Verbatim copy without images: return all of the data as it stands.

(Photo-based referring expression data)
#####
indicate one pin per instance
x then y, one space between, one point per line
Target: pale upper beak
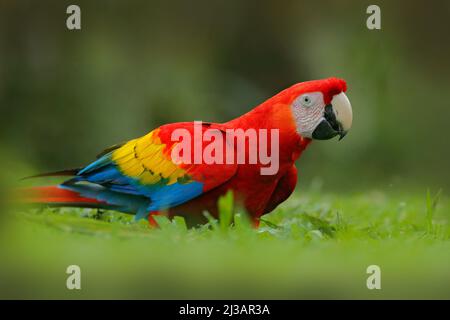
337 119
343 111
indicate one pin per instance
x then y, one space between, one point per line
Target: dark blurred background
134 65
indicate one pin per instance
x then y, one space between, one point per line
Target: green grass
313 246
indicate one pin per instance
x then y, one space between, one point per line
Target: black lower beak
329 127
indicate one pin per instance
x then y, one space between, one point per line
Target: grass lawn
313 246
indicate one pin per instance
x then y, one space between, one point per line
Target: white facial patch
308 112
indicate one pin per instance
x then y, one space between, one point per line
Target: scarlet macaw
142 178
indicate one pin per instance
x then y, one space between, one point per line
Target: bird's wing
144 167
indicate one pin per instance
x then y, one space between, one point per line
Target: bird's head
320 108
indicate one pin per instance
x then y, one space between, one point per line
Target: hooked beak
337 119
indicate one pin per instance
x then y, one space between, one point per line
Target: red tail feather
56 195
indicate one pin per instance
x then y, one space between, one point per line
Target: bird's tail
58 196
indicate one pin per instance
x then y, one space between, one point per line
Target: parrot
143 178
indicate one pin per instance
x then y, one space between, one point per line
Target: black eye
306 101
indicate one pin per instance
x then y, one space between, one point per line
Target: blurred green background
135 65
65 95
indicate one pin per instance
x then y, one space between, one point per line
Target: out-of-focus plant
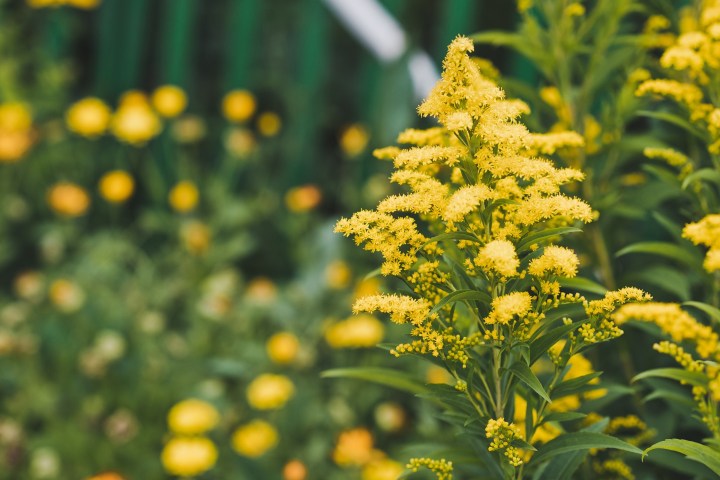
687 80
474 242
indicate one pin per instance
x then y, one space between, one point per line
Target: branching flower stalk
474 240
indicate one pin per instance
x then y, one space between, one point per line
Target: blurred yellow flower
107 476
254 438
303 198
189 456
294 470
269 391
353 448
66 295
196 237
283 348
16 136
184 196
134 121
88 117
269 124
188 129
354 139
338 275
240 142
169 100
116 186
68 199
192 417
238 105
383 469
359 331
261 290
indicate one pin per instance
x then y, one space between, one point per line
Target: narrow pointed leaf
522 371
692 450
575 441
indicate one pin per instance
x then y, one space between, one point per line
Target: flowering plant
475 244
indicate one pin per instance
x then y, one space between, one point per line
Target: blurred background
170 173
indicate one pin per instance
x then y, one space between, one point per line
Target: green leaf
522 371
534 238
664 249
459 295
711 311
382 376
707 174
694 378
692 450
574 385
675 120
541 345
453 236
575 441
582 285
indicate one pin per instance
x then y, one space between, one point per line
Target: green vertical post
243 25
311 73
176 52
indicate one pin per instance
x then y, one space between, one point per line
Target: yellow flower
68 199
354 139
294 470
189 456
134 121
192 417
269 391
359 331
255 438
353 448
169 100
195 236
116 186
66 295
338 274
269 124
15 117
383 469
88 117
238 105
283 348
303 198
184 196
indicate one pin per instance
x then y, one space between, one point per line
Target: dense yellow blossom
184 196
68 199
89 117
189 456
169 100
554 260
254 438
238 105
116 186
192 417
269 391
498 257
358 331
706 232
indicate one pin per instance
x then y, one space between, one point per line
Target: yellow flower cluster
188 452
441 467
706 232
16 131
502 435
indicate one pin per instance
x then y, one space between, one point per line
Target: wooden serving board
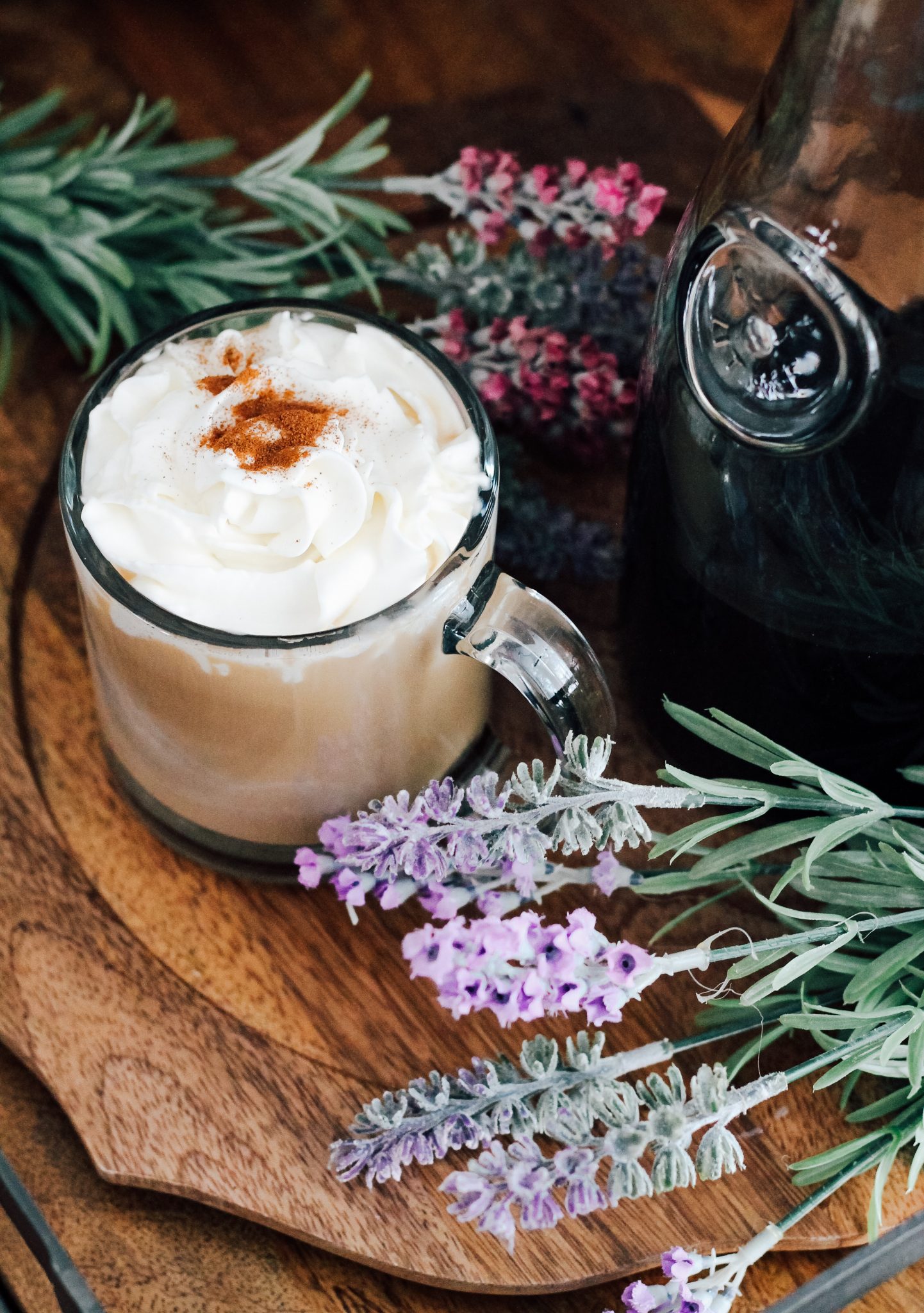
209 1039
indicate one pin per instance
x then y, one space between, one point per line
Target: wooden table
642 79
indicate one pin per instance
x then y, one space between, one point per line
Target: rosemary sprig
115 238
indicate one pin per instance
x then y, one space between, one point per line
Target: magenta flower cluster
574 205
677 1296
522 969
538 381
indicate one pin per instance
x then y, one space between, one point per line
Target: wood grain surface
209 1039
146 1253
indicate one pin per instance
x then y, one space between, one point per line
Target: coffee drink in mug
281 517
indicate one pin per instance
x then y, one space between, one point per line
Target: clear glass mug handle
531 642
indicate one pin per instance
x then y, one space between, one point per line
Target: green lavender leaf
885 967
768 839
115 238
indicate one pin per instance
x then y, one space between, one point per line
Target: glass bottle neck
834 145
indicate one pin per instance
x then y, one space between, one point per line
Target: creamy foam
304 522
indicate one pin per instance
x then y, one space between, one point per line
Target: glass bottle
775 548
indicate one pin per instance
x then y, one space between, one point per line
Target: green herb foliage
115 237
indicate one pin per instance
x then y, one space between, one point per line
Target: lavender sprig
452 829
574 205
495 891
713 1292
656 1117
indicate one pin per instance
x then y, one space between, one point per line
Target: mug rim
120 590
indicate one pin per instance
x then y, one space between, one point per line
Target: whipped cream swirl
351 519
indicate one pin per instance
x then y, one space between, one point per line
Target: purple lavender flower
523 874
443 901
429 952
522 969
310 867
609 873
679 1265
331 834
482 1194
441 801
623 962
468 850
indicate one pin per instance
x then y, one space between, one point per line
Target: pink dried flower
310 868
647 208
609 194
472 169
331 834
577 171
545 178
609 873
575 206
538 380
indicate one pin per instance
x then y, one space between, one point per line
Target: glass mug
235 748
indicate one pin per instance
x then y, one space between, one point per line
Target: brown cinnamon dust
#####
> **TASK SOLUTION**:
indicate one pin per instance
x then y, one space between, one point per line
Target: pale upper beak
337 119
343 111
indicate one pin per instance
x then y, one space between, one point per line
Target: dark blurred background
134 65
indicate one pin per instance
x then y, one space between, one point per line
Target: green grass
313 246
indicate one pin per instance
x then y, one space between, one point per line
Target: black lower beak
329 127
indicate one pin per instance
x then y, one space between, one point per line
Target: grass lawn
313 246
indicate one pin per instance
x then y, one space between, one point per line
Target: white facial patch
308 112
indicate one pin per instance
x then y, one space between, one point per line
Target: scarlet macaw
142 178
indicate one pin per instance
x then y, one space between, one point per line
Target: bird's wing
144 167
indicate one pin per instance
x then y, one space between, one point per line
Target: bird's head
320 108
indicate one pin per instance
x then y, one space between, one point per line
Target: hooked beak
337 119
indicate one pin per instance
x then y, one space between, one point per line
Target: red tail feather
56 195
indicate one pin per instance
x then y, one space between, one point per line
Target: bird's tail
58 196
indicate one pin per instance
x then y, one space between, one point per line
Target: parrot
143 178
indicate one pin per instance
x then y, one space between, one point per line
Target: black eye
306 101
indicate one pin per instance
x then y, one space between, one point per line
Target: blurred green background
135 65
65 95
indicate one pin per instance
x then y, one space between, one point per line
Target: out-of-focus plant
687 80
474 242
indicate one pin per instance
x then y, one space between, one point per line
Target: branching flower stalk
474 240
indicate one pin per instance
x then y, one space between, one point per line
Target: blurred yellow flower
107 476
254 438
303 198
189 456
294 470
269 391
353 448
66 295
196 237
283 348
16 136
184 196
134 121
88 117
269 124
188 129
354 139
338 275
240 142
169 100
116 186
68 199
192 417
238 105
383 469
359 331
261 290
indicate one pin per instance
x then y, one space between, one point per line
Target: narrow pointed leaf
522 371
692 450
575 441
indicate one pin per instance
x then y, one space between, one point per line
Target: flowering plant
475 244
indicate one pin per instance
x then y, one space between, one point per line
Target: blurred background
170 173
indicate one pin per instance
x then y, one space between, one point per line
Target: green leaf
522 371
534 238
664 249
459 295
711 311
382 376
707 174
694 378
692 450
574 385
675 120
541 345
453 236
575 441
582 285
indicate one pin per instance
x then y, one space between, one point per line
Target: green vertical post
243 25
311 73
176 52
indicate one pin per instance
x then y, one space between, one point per line
Target: yellow flower
68 199
354 139
294 470
189 456
134 121
192 417
269 391
359 331
255 438
353 448
169 100
195 236
116 186
66 295
338 274
269 124
15 117
383 469
88 117
238 105
283 348
303 198
184 196
indicate one pin per instance
x then y, one space between, one point per line
Target: dense yellow blossom
184 196
68 199
89 117
189 456
169 100
554 260
254 438
238 105
116 186
192 417
269 391
498 257
358 331
706 232
indicate one pin per instance
x then y, one space between, one point per line
Target: yellow flower cluster
188 452
441 467
706 232
16 131
502 435
indicate one pin per instance
x then y, one space between, one point per line
Target: wooden serving board
209 1039
indicate one pin per instance
x then y, one space between, one point per line
Target: wooden table
642 79
indicate one pin per instance
x then y, one space between, one point per line
Target: rosemary sprig
115 238
indicate one pin per instance
x then y, one space between, one point per line
Target: magenta flower cluster
574 205
677 1296
522 969
538 381
indicate one pin per instance
x then y, one space between, one point per line
Target: wood grain surface
209 1039
146 1253
indicate one pin per instance
x then y, one space between, one point per line
Target: coffee drink in mug
281 517
indicate one pin per instance
x then y, one space between, one point per line
Target: clear glass mug handle
531 642
indicate one pin per instance
x then y, one space between, one point per line
Target: green lavender leaf
885 967
768 839
115 238
indicate one pin per instance
x then y, one space between, one point per line
Target: glass bottle neck
834 145
indicate one pin per instance
x then y, one space between, one point per line
Target: creamy foam
304 522
indicate one pin per instance
x then y, one space between, one point per line
Target: glass bottle
775 548
indicate one pin per instance
x then y, one space between, one point per line
Target: green herb foliage
115 237
indicate one pin per instance
x then y, one space between, one point per line
Target: lavender sprig
452 829
574 205
495 891
713 1292
656 1117
indicate one pin per instance
x then y, one space between, one point per line
Target: mug rim
120 590
indicate one pin per instance
x then y, one space between, one point per line
Target: whipped cream swirl
351 519
indicate one pin per instance
x then y, one space between, one point per line
Target: purple lavender flower
523 874
443 901
429 952
522 969
310 867
609 873
679 1265
331 834
482 1194
441 801
623 962
468 850
indicate one pin per instance
x then y, one space between, one point per line
Target: pink dried flower
310 868
647 208
609 194
472 169
331 834
577 171
545 178
609 873
575 206
538 380
indicate one pin per instance
x then y, one space between, one point per line
Target: glass mug
235 748
indicate one pin per instance
x then y, one space between, one point per line
Target: brown cinnamon dust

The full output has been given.